━━━ DOCUMENT EXCERPT
Keith Silberg went to opening day at Camden Yards, as he does most seasons. But his mind wasn’t much into the game with Cleveland. The Baltimore native, like all his buddies, expects the 2000 O’s to stink. And he, like all his buddies, is more into the Ravens now, anyway.

“We’ve got the draft coming up,” he says.

This year’s NFL draft, to be held next week, means more than most to Silberg, 27, and his friends. If the Ravens go heavy on linebackers in the draft, it’ll say a lot about where Lewis stands with management.

It won’t, however, affect where Lewis stands with the fans.

“Ray is the man,” Silberg says.

Silberg et al. stood by their man even after Atlanta police named Lewis as the prime suspect in the deaths of Richard Lollar, 24, and Jacinth Baker, 21. The victims were stabbed in a brawl outside the Cobalt Lounge—a nightspot in the Buckhead section of town where the cover charge is $100 and the drinks go for $10—in the hours following the Super Bowl. Lewis, in a full-length white fur coat and a white cowboy hat, was the one all the witnesses remembered seeing at or near the murder scene.

When Lewis, 24, was arrested two days after the killings, Silberg, who has been to every Ravens home game in the franchise’s history, refused to accept the police version of the crime. Things like Lewis’ record of prior assaults as a college student at Miami, his failure to call the Atlanta cops despite all the bullet holes and blood in his limousine, and his many different stories about who was with him at the club didn’t inspire reasonable doubt of his guiltlessness as far as Silberg—and his pals—were concerned.

“Somebody committed murder, but everything I’d heard was that Ray didn’t do it,” Silberg says. “And I think the police have the evidence to prove he didn’t do it, but they want to do everything they can to say that he was involved in the murder. I think a lot of people felt that if Ray didn’t actually commit murder, he should be playing football.”

So when the Fulton County prosecutors fought letting Lewis out on bail, Silberg started up a Web site—freeraylewis.com—where other folks who thought the player was being set up for a big fall could e-congregate.

The site also offered pep talks to anybody whose faith in Lewis’ innocence had wavered.

“[A]s more evidence comes forth, and the light at the end of the tunnel begins to fade, we must turn to those areas inside of us all where logic and reason play no role,” read the site’s “Daily Opinion” for Feb. 10. “The more things become clear, it seems Ray is looking at third and long, with five seconds on the clock and no time outs. And he is down by nine.”

From the start, Silberg says, the response from locals to the Web site and the opinions expressed on it has been tremendous and favorable. The message board has been particularly active. A typical post: “[Ray] will be found innocent in good time,” wrote ravenmaniac52@yahoo.com (52 being Lewis’ number). “If you are a true fan you know in your heart that he would not jeopardize himself and his teammates in doing something stupid like this.”
━━━━━━
◆ SHORT PROBLEM:
Carry the article about the Baltimore fan's freeraylewis.com site forward from the point where it stops.
━━━ DATA RECORDS
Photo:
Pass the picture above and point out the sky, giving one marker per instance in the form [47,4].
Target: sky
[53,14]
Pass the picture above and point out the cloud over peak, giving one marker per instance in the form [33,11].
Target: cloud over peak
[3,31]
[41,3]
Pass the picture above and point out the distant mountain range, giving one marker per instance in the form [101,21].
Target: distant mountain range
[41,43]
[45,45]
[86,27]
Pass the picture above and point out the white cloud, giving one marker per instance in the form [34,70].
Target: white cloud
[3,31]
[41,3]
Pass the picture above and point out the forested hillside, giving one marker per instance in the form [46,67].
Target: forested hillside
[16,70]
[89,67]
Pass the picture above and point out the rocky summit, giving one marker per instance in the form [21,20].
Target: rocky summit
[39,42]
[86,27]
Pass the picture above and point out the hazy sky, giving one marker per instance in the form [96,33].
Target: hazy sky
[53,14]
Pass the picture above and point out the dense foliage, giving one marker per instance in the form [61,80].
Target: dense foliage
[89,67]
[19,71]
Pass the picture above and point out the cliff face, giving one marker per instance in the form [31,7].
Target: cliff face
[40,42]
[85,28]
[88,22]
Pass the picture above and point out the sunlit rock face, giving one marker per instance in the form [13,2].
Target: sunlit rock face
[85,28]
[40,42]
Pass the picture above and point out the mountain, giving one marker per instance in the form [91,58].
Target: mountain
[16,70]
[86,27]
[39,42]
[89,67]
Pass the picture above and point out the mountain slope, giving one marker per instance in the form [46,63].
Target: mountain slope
━━━━━━
◆ ANSWER TO THIS EXERCISE:
Another visitor posted an open letter to the mayor of Atlanta that put forth Lewis as the real victim. “Ray Lewis had a constitutional right to be at the lounge,” it read. “He had a right to try to get his friends away from danger. And once again, just in case you forgot, there were people there shooting at him….You Sir, by taking part in this absolute violation of civil rights, are a piece of garbage.”

Silberg printed the e-mails received in the site’s first few days and had them delivered “in five huge boxes” to Lewis in the Fulton County jail. Silberg never found out if Lewis got them before posting the $1 million bond on Feb. 15 and heading back to Baltimore.

Greg Sher, who hosts a sports talk show on WBAL, says the Lewis case has been the only topic that matters to listeners since the Super Bowl. Sher says he was initially surprised by the level of disbelief about Lewis’ possible involvement, considering that few listeners had ever even met him.

“Just listen to the news lately, and we’ve heard about players murdering pregnant girlfriends, battery affected against so many spouses, repeat drug offenders getting caught with drugs again and again,” Sher says. “It’s to the point where you’d think sports fans wouldn’t be shocked by anything they hear about an athlete. But this shocked them. They just wouldn’t believe it.”

But over time, and after taking hundreds of pro-Lewis calls, Sher came to understand the mood around his hometown.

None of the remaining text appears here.